### WRITTEN PROBLEM 1
In the records, start at the line that has "cabinet and draw a tight box." and stop after the line that has "0,399,102,425". Rewrite only those lines with "validation split" changed to "test split" and everything else left as it is.

### PAGE EXTRACT

On Mon, Jan 10, 2022 at 4:23 PM Roy Smith <roy(a)panix.com> wrote:
I'm starting on a project which will process every edit comment in the enwiki dumps
using k8s jobs on toolforge. There's 736
enwiki-20211201-pages-meta-history*.xml*bz2 files. Would kicking off 736 jobs (one per
file) be a reasonable thing to do from the resource consumption point of view, or would
that lead to a WTF response from the sysadmins?
The Toolforge Kubernetes cluster tries to protect itself from runaway
resource consumption via quota limits. You can see the quotas for your
tool by running `kubectl describe quota` from a bastion. The default
concurrent jobs quota is 15, but you are probably going to run out of
other quota limited resources (cpu, memory, pods) long before you get
to the point of 15 concurrent jobs.
To your specific question, yes if you managed to spawn 736
simultaneous dump processing jobs it would almost certainly lead to
resource starvation across the entirety of the Toolforge Kubernetes
cluster and make many sad SREs.
Bryan
--
Bryan Davis Technical Engagement Wikimedia Foundation
Principal Software Engineer Boise, ID USA
[[m:User:BDavis_(WMF)]] irc: bd808

### WRITTEN PROBLEM 2
In the email about Toolforge job quotas, why is the original poster unlikely to ever reach the default limit of 15 concurrent jobs?

### INFORMATION SHOWN
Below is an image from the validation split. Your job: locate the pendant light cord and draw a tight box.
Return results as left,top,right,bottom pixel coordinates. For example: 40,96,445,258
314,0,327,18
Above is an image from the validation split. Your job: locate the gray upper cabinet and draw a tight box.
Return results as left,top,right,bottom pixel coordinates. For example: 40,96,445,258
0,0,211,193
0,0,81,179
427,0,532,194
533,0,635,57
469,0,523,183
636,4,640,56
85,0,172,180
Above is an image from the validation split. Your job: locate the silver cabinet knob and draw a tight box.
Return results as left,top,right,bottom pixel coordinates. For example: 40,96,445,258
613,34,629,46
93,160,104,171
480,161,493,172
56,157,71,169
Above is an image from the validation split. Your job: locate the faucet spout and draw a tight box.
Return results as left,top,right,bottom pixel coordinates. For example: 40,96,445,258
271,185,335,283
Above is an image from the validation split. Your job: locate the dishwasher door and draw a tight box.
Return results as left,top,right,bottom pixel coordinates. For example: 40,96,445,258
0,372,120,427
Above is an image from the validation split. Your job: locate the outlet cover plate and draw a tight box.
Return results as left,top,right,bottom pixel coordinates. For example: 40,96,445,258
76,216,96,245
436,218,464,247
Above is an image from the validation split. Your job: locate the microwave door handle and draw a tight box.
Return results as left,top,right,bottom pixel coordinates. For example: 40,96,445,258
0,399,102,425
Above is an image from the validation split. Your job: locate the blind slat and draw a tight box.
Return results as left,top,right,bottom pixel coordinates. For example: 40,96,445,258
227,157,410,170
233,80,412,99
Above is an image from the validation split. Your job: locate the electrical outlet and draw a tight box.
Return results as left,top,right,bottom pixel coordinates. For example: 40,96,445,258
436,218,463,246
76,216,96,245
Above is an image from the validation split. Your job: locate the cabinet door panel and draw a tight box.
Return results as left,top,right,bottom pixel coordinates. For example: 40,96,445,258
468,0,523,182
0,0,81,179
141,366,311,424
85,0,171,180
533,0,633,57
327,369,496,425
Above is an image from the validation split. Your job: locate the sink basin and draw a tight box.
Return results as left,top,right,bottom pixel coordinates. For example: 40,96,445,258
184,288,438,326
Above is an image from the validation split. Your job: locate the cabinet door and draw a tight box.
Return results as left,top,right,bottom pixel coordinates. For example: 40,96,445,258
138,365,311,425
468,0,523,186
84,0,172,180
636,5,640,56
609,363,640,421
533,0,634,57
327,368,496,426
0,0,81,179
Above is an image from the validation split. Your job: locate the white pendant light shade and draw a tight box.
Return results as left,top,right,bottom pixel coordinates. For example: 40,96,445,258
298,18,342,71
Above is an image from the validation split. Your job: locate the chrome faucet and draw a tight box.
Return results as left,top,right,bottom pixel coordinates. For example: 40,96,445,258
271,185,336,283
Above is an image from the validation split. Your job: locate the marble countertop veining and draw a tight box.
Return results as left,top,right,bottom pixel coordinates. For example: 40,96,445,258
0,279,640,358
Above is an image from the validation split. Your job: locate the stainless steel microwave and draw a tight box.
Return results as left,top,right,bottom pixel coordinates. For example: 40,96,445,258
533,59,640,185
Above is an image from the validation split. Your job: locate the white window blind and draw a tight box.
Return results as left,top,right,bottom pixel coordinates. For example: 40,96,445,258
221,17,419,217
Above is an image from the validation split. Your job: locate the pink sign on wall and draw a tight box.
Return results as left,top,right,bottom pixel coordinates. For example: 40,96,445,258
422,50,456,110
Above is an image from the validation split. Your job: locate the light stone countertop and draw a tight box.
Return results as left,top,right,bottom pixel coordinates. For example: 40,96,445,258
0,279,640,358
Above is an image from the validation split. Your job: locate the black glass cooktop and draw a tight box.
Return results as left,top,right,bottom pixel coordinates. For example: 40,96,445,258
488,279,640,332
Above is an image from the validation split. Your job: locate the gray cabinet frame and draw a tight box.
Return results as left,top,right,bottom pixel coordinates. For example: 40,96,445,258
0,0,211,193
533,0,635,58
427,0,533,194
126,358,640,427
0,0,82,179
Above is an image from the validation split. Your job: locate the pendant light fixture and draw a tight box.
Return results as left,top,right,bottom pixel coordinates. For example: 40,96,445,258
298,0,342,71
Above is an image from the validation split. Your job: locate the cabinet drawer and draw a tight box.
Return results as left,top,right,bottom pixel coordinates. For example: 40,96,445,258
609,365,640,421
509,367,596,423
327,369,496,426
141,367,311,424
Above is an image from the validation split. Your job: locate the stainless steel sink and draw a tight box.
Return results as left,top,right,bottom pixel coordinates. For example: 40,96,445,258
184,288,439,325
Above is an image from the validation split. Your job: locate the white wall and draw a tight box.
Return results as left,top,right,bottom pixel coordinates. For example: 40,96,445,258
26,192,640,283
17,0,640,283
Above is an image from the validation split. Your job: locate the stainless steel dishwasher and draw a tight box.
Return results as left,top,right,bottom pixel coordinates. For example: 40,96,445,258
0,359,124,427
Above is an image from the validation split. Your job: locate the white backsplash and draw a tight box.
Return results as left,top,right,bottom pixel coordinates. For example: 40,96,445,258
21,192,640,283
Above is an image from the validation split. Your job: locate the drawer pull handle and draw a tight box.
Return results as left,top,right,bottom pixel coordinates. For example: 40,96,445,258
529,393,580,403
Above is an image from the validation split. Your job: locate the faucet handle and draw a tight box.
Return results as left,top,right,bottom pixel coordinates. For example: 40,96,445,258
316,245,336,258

### EXERCISE OUTPUT 1
Above is an image from the test split. Your job: locate the gray upper cabinet and draw a tight box.
Return results as left,top,right,bottom pixel coordinates. For example: 40,96,445,258
0,0,211,193
0,0,81,179
427,0,532,194
533,0,635,57
469,0,523,183
636,4,640,56
85,0,172,180
Above is an image from the test split. Your job: locate the silver cabinet knob and draw a tight box.
Return results as left,top,right,bottom pixel coordinates. For example: 40,96,445,258
613,34,629,46
93,160,104,171
480,161,493,172
56,157,71,169
Above is an image from the test split. Your job: locate the faucet spout and draw a tight box.
Return results as left,top,right,bottom pixel coordinates. For example: 40,96,445,258
271,185,335,283
Above is an image from the test split. Your job: locate the dishwasher door and draw a tight box.
Return results as left,top,right,bottom pixel coordinates. For example: 40,96,445,258
0,372,120,427
Above is an image from the test split. Your job: locate the outlet cover plate and draw a tight box.
Return results as left,top,right,bottom pixel coordinates. For example: 40,96,445,258
76,216,96,245
436,218,464,247
Above is an image from the test split. Your job: locate the microwave door handle and draw a tight box.
Return results as left,top,right,bottom pixel coordinates. For example: 40,96,445,258
0,399,102,425

### EXERCISE OUTPUT 2
He would probably run out of other quota-limited resources, such as CPU, memory, and pods, long before he got to 15 concurrent jobs.